_Written exercise_
Verbatim output of all the material below is required.

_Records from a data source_
= = = = = = =

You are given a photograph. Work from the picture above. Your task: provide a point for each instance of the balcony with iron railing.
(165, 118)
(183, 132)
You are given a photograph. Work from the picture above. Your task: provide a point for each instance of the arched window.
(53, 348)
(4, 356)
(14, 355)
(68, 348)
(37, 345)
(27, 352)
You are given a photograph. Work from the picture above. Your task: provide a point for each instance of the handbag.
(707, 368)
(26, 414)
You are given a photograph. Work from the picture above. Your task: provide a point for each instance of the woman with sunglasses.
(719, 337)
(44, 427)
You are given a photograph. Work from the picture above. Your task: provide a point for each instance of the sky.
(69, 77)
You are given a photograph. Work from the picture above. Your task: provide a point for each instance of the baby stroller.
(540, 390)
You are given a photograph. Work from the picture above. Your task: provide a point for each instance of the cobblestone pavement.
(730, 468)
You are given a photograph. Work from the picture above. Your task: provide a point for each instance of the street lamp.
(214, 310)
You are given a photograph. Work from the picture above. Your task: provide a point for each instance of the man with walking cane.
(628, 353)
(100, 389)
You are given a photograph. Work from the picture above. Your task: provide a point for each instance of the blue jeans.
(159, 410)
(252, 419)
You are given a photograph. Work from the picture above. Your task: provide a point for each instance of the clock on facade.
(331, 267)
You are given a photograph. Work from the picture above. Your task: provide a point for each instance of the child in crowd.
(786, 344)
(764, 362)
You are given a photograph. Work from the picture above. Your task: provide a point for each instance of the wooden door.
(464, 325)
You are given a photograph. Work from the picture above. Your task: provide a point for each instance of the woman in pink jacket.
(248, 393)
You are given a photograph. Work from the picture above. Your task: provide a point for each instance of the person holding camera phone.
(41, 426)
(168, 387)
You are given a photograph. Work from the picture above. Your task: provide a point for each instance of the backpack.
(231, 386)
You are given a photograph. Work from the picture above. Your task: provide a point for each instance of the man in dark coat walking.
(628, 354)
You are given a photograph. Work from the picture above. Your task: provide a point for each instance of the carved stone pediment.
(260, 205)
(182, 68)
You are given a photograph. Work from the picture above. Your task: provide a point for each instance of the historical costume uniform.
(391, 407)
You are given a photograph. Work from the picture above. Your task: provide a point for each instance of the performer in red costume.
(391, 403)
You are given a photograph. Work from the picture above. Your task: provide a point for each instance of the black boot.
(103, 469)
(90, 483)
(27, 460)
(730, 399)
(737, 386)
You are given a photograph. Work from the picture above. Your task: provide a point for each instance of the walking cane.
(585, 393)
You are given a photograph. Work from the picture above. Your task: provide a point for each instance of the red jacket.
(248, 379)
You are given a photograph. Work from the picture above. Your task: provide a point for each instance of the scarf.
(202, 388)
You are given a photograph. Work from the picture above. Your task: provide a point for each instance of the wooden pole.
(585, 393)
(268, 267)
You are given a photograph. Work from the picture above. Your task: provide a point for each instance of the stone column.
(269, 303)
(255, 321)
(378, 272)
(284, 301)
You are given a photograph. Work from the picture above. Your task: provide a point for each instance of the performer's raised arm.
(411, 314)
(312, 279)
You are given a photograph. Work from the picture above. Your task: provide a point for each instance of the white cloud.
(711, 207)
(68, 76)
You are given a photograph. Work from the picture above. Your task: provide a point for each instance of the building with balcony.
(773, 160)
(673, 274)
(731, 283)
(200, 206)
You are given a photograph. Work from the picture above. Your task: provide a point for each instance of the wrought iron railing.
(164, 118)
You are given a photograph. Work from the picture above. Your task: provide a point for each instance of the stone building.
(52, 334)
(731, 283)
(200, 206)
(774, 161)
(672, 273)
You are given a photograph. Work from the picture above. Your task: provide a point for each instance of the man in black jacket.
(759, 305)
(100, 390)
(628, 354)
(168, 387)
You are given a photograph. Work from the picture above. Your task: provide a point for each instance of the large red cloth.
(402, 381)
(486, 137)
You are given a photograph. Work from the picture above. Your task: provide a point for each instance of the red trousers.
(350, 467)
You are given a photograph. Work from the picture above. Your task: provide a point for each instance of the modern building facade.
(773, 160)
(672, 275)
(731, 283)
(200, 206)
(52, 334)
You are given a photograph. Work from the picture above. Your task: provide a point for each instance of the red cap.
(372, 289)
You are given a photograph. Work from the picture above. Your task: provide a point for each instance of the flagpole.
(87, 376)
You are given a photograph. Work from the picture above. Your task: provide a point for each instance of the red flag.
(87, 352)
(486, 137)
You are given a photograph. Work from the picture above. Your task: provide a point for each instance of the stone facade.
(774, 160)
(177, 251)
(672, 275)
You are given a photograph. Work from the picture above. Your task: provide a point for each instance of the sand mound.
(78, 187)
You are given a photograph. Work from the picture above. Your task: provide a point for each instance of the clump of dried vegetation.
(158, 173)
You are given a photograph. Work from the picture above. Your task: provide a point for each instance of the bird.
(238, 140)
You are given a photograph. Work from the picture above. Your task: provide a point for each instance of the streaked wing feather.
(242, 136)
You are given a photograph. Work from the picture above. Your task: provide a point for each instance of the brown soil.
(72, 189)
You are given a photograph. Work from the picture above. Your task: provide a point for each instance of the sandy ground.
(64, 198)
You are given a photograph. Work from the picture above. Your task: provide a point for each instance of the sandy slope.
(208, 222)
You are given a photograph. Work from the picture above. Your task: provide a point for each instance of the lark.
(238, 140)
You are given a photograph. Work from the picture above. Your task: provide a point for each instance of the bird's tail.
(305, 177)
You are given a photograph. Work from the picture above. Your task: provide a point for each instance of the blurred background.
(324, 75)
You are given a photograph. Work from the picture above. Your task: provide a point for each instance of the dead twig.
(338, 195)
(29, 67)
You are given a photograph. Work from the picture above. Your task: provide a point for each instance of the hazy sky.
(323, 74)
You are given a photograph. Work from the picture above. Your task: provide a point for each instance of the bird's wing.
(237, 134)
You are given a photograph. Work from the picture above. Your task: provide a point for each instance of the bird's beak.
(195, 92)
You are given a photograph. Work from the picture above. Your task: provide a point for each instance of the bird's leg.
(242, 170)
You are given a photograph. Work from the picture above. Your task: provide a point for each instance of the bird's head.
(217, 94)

= = = = = = =

_Response to the task_
You are given a photograph. Work from the picture above. Your task: provide a point for each instance of the balcony with iron railing.
(165, 118)
(183, 132)
You are given a photograph. Work from the picture above. Your task: provide a point for each instance of the arched window.
(53, 348)
(4, 356)
(14, 355)
(68, 348)
(37, 345)
(27, 352)
You are given a photograph. Work from the picture above. Your task: provide a point for each instance of the handbag.
(707, 368)
(26, 414)
You are given a photograph. Work from the picture above. Your task: provide a point for each instance of the woman with sunglasses.
(719, 337)
(44, 427)
You are given a photograph. Work from the picture above. Your task: provide a point for each instance of the sky.
(69, 77)
You are given a photograph. Work from the picture above. Your task: provide a point for each instance of the baby stroller.
(540, 390)
You are given a photograph. Work from the picture above. Your task: provide a point for each instance of the cobblestone pavement.
(730, 468)
You are given a photograph. Work from the picture above. Your task: provide a point for each instance of the street lamp.
(214, 310)
You are given a photograph. Work from the picture above. Your task: provide a point for each instance of the man with walking cane.
(628, 353)
(100, 389)
You are given a photograph. Work from the picture above. Your task: provide a point for each instance of the blue jeans.
(159, 410)
(252, 419)
You are given a photograph. Work from the picture above. Your task: provide a point for each instance of the clock on facade.
(331, 267)
You are given a photograph. Work from the picture above. Your task: provide a point for each instance of the child in crowd.
(786, 344)
(764, 362)
You are given a photograph. Work from the picture above. Your task: provide a point for each instance of the wooden door.
(464, 325)
You are given a photograph. Work from the picture above. Your task: provide a point for each instance of the woman in pink jacket.
(248, 393)
You are given a photograph. Work from the picture above. Your task: provide a point for each instance of the person holding camera phone.
(41, 426)
(168, 387)
You are given a photograph. Work from the picture above. Your task: provide a point for each instance of the backpack.
(231, 386)
You are given a photograph. Work from the picture above. Your task: provide a point for each instance of the man in dark coat walking.
(628, 354)
You are given a photograph. Work from the picture above. Your task: provide a point for each instance of the carved stone pediment.
(260, 205)
(182, 68)
You are given a photograph. Work from the picture above. Your task: provide a point for each instance of the historical costume uniform.
(391, 407)
You are given a photograph. Work from the picture above. Your task: provide a point for each instance of the performer in red costume.
(391, 403)
You are given a photograph. Work from the picture above. Your task: provide a point for each instance of the black boot.
(103, 469)
(90, 483)
(27, 460)
(730, 399)
(737, 386)
You are given a photograph. Work from the picture above. Your task: provide a point for each instance of the walking cane.
(585, 393)
You are given a photograph. Work from the picture above. Your task: provide a point for each instance of the red jacket.
(248, 379)
You are given a photograph. Work from the picture above. Your task: provide a point for each instance of the scarf.
(202, 388)
You are given a photograph. Work from the picture above. Your task: provide a point for each instance of the wooden pole.
(585, 393)
(268, 267)
You are given a photograph. Work from the picture above. Your task: provide a point for each instance of the stone column.
(269, 303)
(255, 321)
(378, 272)
(284, 301)
You are given a photograph. Work from the picture above. Your task: provide a point for each instance of the performer's raised arm.
(411, 314)
(312, 279)
You are given a photograph. Work from the picture above. Your task: provide a point for each instance of the white cloud.
(711, 207)
(68, 76)
You are given a photograph. Work from the picture above. Your task: provide a point for each instance of the building with balcony.
(773, 160)
(673, 274)
(731, 283)
(200, 206)
You are given a photograph. Work from the picture above. Your task: provide a point for each instance of the wrought iron railing.
(164, 118)
You are given a photograph. Work from the picture above. Your task: provide a point for each instance of the stone building.
(52, 334)
(731, 283)
(200, 206)
(774, 161)
(672, 273)
You are given a photograph. Work from the picture above. Your task: provide a point for each instance of the man in black jacket.
(759, 305)
(100, 390)
(628, 354)
(168, 387)
You are given a photograph. Work from the picture above. Your task: provide a point for each instance of the large red cloth.
(402, 381)
(486, 137)
You are given a photograph. Work from the picture above. Your task: provide a point for each instance of the red trousers.
(350, 467)
You are given a photograph. Work from the picture above. Your task: provide a point for each instance of the modern building facade.
(773, 160)
(672, 275)
(731, 283)
(200, 206)
(52, 334)
You are given a photograph. Work from the picture above. Your task: provide a point for each instance of the red cap.
(372, 289)
You are given a photograph. Work from the picture above. Your task: provide a point for each instance of the flagpole.
(87, 376)
You are given a photograph. Work from the picture above. Your task: provide a point for each instance of the red flag.
(87, 352)
(486, 137)
You are given a photograph. Work from the picture above. Your task: provide a point for each instance of the stone facade.
(774, 160)
(177, 251)
(672, 275)
You are given a photograph. Work from the picture above. Your task: provide a point for each instance of the sand mound.
(78, 187)
You are given a photograph. Work from the picture above. Your task: provide a point for each instance of the clump of dried vegetation.
(158, 173)
You are given a photograph. Work from the picture above. Your task: provide a point for each instance of the bird.
(238, 140)
You are given a photograph. Work from the picture above. Your task: provide a point for each instance of the streaked wing feather.
(242, 136)
You are given a photograph. Work from the picture above. Your task: provide a point for each instance of the brown soil.
(72, 189)
You are given a photograph. Work from the picture above. Your task: provide a point for each instance of the sandy ground.
(64, 198)
You are given a photograph. Work from the picture above. Your task: provide a point for each instance of the sandy slope.
(208, 222)
You are given a photograph. Work from the picture above. Your task: provide a point for each instance of the lark.
(238, 140)
You are given a photograph. Work from the picture above. Your task: provide a point for each instance of the bird's tail.
(305, 177)
You are given a photograph. Work from the picture above. Your task: provide a point for each instance of the blurred background.
(324, 75)
You are given a photograph. Work from the picture above. Your task: provide a point for each instance of the dead twig.
(338, 195)
(29, 67)
You are given a photograph. Work from the picture above. Your task: provide a point for each instance of the hazy sky.
(323, 74)
You are given a photograph. Work from the picture above. Your task: provide a point for each instance of the bird's wing.
(237, 134)
You are given a photograph. Work from the picture above. Your task: provide a point for each instance of the bird's beak.
(195, 92)
You are given a photograph. Work from the picture above. Your task: provide a point for each instance of the bird's leg.
(242, 170)
You are given a photograph. Work from the picture above. Your task: provide a point for each instance of the bird's head.
(217, 94)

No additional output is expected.